Texto dado ::
+ + + +

Hay momentos de silencio en que oímos la voz de los pájaros como una luz que marca el territorio de la tentativa y la curación del mundo. Esos pájaros que se detienen delante de uno como si te conocieran y son capaces de llamarte tramposo o de llamarte ladrón.
Por ejemplo, ese cuervo, corvus corax, de mirar gracioso, inteligente, juguetón, de voz ronca y lustrosa, que, con sus saltitos y su vuelo rasante me adelanta o se retrasa. Dice que es hijo de la duda y de la conciencia y que viene de la ciudad Futuro, capital del país Ideología para caminar sin destino junto a cualquiera. Dice que será devorado por imbéciles, almas pusilánimes y libertinos de hoy.
Es un cuervo cuerdo en un paisaje que nos contiene. Siempre hay un paisaje. Acaso una ciudad de segunda o de tercera, una ciudad en la llanura, con montañas al fondo y un cielo que es equilibrio de azules y de viento. Un lugar intermedio de gestos intermedios y corrección sentimental en un tiempo que desaparece en lo propagandístico y en la historia decorativa. Hay una industria del eco en este paisaje con toda esa información y reafirmación que tan poco sirve para el buen vivir y el buen morir. Hay una jerarquía de luces, una cartografía de síntomas y de sombras. Hay mitos, claro está, y cultura juvenil y la nostalgia –para qué llamarlo melancolía— donde nace el presente, donde el omnívoro cuervo busca momentos de silencio para hacerse oír:
“La bondad humana depende de los niveles de tiroxina y triyodotironina en tu cuerpo –qué sabio, este cuervo–; el metabolismo también tiene su función ética; y, cuidado con la adicción al flow, esa dopamina que genera el protestantismo electrónico”.

+ + + +

Registros almacenados:
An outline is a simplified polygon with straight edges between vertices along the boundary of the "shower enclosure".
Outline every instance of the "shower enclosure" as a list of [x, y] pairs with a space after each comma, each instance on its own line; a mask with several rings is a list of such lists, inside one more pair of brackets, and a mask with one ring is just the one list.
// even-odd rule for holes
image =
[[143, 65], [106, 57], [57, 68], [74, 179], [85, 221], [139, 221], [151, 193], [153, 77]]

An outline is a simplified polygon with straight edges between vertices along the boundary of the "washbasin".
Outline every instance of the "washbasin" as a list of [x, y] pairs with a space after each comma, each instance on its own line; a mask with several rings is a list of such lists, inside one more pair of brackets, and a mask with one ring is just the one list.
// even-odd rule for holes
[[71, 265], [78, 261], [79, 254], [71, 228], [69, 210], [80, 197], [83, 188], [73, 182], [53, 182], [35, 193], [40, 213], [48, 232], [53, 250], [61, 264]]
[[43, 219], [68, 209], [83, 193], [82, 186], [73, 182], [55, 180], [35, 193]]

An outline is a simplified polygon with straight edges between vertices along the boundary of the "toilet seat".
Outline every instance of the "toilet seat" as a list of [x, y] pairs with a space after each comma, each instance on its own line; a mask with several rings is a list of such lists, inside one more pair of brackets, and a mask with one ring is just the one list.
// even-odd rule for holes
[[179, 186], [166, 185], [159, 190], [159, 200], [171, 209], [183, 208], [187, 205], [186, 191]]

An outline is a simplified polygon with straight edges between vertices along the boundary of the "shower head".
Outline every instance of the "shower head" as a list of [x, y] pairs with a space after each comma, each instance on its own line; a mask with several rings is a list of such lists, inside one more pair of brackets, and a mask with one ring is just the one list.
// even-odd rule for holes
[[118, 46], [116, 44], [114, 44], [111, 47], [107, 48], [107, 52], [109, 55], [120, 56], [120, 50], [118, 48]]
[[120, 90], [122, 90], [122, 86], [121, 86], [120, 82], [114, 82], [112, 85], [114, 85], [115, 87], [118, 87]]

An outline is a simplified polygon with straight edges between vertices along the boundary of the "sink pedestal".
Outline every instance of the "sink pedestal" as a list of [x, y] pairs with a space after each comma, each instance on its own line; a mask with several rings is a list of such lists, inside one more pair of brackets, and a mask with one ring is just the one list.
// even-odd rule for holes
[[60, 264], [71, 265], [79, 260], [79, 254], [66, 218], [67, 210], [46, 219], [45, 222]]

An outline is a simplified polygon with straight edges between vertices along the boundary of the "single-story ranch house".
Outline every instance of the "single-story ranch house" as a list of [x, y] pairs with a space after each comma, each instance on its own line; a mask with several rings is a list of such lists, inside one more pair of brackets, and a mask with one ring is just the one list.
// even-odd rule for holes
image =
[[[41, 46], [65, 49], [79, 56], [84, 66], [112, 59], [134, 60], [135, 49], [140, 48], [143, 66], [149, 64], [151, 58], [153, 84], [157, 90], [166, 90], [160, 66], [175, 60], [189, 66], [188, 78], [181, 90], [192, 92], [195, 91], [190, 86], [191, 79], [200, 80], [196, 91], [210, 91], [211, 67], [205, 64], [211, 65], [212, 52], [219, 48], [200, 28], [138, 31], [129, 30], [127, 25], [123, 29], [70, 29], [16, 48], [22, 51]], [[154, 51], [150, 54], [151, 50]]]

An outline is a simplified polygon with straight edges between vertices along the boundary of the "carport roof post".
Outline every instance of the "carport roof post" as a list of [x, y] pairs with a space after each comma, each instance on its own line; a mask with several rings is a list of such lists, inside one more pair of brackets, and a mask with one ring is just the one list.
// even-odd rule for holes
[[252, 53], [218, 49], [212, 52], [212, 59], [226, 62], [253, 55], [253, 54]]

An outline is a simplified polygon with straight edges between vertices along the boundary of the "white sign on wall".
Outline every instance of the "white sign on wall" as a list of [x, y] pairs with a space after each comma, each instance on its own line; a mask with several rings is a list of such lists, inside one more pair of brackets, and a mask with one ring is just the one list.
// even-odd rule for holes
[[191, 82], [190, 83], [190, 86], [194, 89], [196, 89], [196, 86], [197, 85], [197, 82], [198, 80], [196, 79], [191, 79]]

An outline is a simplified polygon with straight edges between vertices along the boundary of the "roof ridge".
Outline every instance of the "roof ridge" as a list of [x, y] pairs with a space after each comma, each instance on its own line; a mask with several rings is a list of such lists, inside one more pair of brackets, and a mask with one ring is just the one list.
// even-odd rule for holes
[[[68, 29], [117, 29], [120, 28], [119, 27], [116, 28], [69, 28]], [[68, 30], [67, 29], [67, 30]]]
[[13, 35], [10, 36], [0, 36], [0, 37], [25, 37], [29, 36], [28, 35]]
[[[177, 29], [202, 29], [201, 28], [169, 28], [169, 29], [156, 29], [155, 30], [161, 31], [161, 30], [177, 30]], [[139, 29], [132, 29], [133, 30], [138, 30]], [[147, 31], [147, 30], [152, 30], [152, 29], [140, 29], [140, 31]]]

+ + + +

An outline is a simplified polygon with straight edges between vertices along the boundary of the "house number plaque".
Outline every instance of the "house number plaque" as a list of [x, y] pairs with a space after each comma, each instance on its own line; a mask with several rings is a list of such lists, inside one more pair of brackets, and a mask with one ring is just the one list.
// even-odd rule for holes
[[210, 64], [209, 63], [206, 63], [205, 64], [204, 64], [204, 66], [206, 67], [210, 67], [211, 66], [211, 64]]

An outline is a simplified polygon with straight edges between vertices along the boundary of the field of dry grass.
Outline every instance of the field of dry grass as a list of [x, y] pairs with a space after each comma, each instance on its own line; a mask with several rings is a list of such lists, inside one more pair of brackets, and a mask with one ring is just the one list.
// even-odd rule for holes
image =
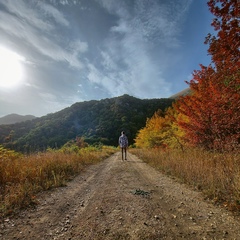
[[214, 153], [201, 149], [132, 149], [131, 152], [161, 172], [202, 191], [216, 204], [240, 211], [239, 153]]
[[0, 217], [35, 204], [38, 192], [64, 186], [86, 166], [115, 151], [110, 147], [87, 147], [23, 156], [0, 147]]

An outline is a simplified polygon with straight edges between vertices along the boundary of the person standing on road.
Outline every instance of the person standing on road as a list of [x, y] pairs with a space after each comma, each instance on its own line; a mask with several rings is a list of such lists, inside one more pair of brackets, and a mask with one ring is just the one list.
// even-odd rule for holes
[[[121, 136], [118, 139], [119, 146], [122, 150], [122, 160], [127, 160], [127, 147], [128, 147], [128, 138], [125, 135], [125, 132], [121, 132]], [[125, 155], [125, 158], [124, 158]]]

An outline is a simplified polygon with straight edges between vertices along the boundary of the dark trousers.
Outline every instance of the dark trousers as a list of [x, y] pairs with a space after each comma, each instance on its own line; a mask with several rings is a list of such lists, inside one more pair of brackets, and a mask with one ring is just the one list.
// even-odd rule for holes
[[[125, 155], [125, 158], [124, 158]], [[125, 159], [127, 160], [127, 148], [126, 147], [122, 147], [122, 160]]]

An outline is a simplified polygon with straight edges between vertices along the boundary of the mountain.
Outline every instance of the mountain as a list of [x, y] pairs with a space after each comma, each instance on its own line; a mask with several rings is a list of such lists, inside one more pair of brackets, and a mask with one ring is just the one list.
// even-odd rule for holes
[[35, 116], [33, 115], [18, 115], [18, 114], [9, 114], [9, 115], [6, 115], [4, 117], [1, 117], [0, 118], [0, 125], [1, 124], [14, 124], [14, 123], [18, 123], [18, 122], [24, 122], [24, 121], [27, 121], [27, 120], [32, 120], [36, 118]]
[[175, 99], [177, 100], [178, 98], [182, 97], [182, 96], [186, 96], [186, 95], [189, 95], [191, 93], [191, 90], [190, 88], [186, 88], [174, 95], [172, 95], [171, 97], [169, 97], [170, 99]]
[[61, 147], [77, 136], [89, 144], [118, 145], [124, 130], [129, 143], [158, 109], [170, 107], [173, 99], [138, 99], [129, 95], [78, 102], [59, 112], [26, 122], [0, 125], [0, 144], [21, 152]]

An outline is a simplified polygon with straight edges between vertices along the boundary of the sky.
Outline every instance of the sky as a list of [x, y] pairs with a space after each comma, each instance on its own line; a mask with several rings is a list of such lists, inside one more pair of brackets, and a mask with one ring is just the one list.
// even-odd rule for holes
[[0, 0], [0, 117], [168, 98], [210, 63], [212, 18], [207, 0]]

+ + + +

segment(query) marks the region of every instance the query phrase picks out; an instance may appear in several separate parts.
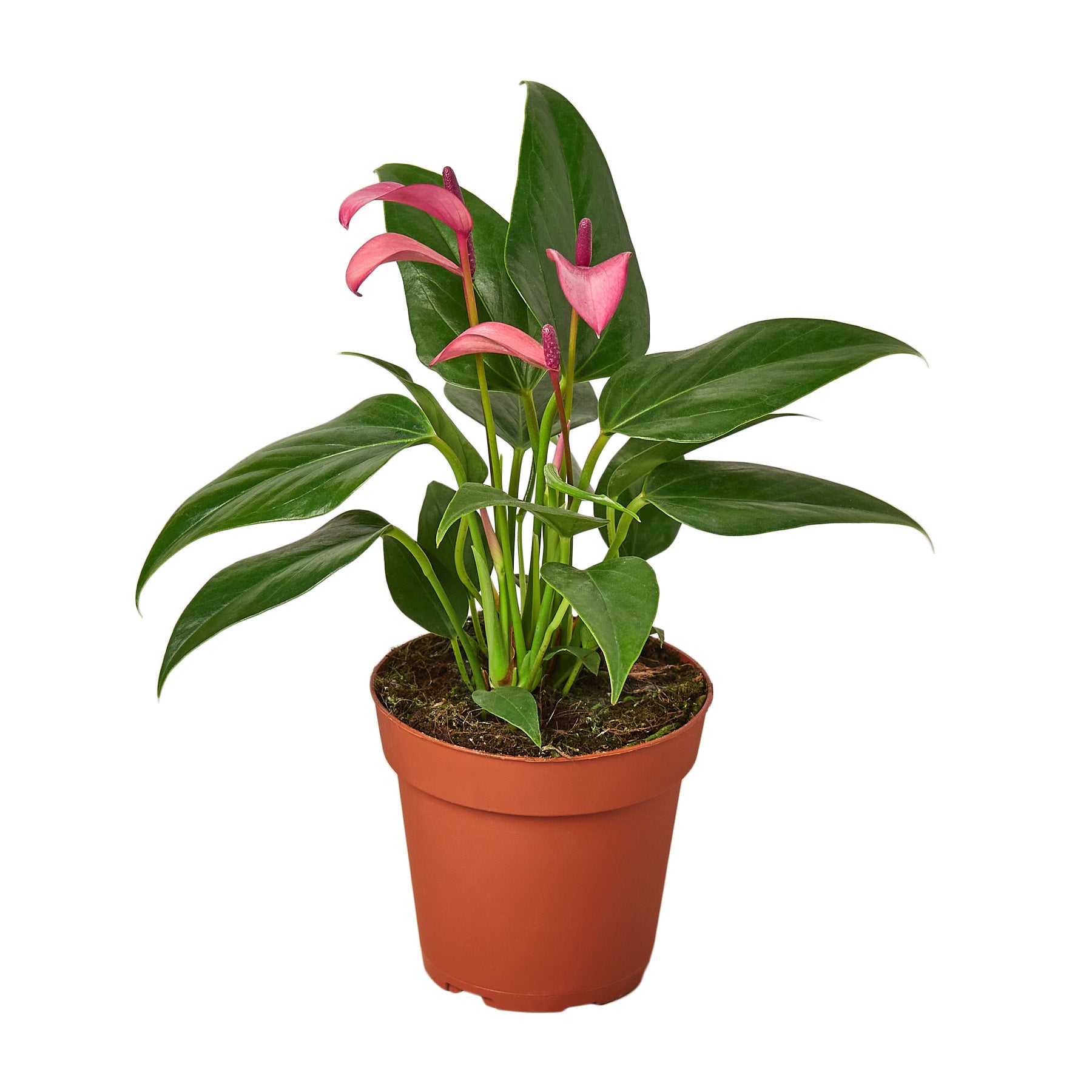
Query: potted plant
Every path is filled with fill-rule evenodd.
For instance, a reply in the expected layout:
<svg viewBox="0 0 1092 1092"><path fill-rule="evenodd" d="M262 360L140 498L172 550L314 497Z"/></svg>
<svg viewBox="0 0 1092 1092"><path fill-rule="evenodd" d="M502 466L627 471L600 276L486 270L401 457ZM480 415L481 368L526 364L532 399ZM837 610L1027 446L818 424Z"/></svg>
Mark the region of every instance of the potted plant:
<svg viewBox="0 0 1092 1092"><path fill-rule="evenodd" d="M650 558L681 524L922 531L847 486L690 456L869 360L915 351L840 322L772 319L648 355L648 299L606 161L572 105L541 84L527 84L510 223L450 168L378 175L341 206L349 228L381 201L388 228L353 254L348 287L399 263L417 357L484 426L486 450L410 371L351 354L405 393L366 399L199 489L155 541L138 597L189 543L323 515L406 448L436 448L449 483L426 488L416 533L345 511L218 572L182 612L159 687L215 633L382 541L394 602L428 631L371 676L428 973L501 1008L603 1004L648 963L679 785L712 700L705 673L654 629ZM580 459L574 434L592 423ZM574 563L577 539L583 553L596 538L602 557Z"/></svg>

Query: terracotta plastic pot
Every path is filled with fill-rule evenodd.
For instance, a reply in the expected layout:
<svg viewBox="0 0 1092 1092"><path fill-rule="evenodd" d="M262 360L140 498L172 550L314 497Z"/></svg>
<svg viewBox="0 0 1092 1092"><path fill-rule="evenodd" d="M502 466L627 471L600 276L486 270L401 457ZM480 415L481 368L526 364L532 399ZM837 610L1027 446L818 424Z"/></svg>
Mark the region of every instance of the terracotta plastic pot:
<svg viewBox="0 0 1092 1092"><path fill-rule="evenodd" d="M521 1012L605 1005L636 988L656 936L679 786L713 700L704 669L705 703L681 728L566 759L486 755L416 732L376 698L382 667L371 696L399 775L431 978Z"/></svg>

+ + + +

Tareas del ejercicio ::
1. Indica si cada afirmación coincide con el texto sobre el cuervo: (a) el cuervo dice que viene de la ciudad Futuro; (b) el cielo del paisaje se describe como gris y sin viento; (c) el cuervo dice que será devorado por imbéciles. Responde sí o no y cita las palabras del texto que lo deciden.
2. Reproduce del texto sobre el cuervo el fragmento que va desde "Por ejemplo, ese" hasta "libertinos de hoy.", incluidas ambas partes.

Respuestas ::
1.
(a) Sí: "viene de la ciudad Futuro, capital del país Ideología".
(b) No: "un cielo que es equilibrio de azules y de viento".
(c) Sí: "será devorado por imbéciles, almas pusilánimes y libertinos de hoy".

2.
Por ejemplo, ese cuervo, corvus corax, de mirar gracioso, inteligente, juguetón, de voz ronca y lustrosa, que, con sus saltitos y su vuelo rasante me adelanta o se retrasa. Dice que es hijo de la duda y de la conciencia y que viene de la ciudad Futuro, capital del país Ideología para caminar sin destino junto a cualquiera. Dice que será devorado por imbéciles, almas pusilánimes y libertinos de hoy.